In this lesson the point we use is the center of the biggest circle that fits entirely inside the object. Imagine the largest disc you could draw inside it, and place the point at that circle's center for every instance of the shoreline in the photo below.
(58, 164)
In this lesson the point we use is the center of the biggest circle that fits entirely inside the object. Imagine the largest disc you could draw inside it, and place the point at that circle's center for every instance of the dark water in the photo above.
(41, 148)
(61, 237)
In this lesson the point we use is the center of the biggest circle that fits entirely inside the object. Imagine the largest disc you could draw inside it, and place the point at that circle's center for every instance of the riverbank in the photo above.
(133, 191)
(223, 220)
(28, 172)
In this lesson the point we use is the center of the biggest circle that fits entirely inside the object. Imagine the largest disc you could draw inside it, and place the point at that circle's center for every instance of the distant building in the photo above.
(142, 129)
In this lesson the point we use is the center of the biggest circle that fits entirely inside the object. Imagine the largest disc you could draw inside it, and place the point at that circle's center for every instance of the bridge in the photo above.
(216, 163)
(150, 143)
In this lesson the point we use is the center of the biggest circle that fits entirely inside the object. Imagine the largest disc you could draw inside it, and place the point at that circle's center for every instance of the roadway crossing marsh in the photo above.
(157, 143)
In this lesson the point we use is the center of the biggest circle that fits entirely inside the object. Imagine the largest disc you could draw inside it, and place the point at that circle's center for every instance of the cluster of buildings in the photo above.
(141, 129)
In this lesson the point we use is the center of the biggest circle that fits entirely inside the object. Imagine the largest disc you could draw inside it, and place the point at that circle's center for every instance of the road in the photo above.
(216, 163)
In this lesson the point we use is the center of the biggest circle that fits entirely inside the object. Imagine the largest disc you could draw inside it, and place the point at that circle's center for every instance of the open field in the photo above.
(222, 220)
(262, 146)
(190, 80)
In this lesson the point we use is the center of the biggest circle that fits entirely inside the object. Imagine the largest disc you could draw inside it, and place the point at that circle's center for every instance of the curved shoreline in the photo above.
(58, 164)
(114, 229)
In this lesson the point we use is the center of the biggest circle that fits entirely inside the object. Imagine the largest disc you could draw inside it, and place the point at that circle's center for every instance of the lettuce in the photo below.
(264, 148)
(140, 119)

------

## EXERCISE:
Print all of the data exactly as it was given.

## ANSWER FOR THE TASK:
In this lesson the point we use is the center of the biggest circle that fits entirely inside the object. Imagine the largest disc you could draw inside it, and place the point at that circle's center for every instance of the shoreline in the photo below.
(58, 164)
In this lesson the point we use is the center of the biggest circle that fits entirely inside the object. Imagine the largest disc you could draw inside it, and place the point at that circle's center for every instance of the dark water in the photo above.
(41, 148)
(61, 237)
In this lesson the point we use is the center of the biggest circle that fits entirely inside the object. Imagine the largest disc you could draw inside it, and place the point at that circle's center for every instance of the riverbank in the photo above.
(133, 191)
(223, 220)
(28, 172)
In this lesson the point we use is the center of the biggest circle that fits entirely inside the object. Imagine the largest disc you could draw inside it, and place the point at that circle's center for every instance of the distant building in the photo above.
(142, 129)
In this lesson the point we use is the center of the biggest circle that fits entirely inside the object. Imagine the largest disc you could draw inside it, and place the point at that circle's center for every instance of the bridge in the photo above.
(216, 163)
(150, 143)
In this lesson the point we use is the center of the biggest circle that fits entirely inside the object. Imagine the largest disc you could draw inside it, and place the point at that circle's center for every instance of the roadway crossing marsh in the photo above.
(157, 143)
In this lesson the point we use is the center of the biggest circle that fits entirely inside the object. Imagine the largest disc you could draw inside it, and place the point at that circle's center for every instance of the cluster of buildings in the photo above.
(141, 129)
In this lesson the point we use is the center of the biggest circle that fits entirely inside the object. Imagine the largest disc you could draw inside it, and place the point at that circle's center for every instance of the road in the photo above.
(216, 163)
In this lesson the point we use is the center of the biggest circle that fits entirely inside the object. Imagine the largest disc you could draw inside it, and place the point at that circle's center for every instance of the open field in the photo above.
(222, 220)
(262, 146)
(190, 80)
In this lesson the point we use is the center of the biggest circle that fits entirely inside the object. Imagine the largest disc you could draw inside it, and place the point at that circle's center for every instance of the curved shoreline in the photo above.
(58, 164)
(114, 229)
In this lesson the point we use is the center of the biggest circle that fits entirely inside the object. Imagine the largest disc you could draw inside it, and place the point at that circle's center for every instance of the lettuce in the photo below.
(264, 148)
(140, 119)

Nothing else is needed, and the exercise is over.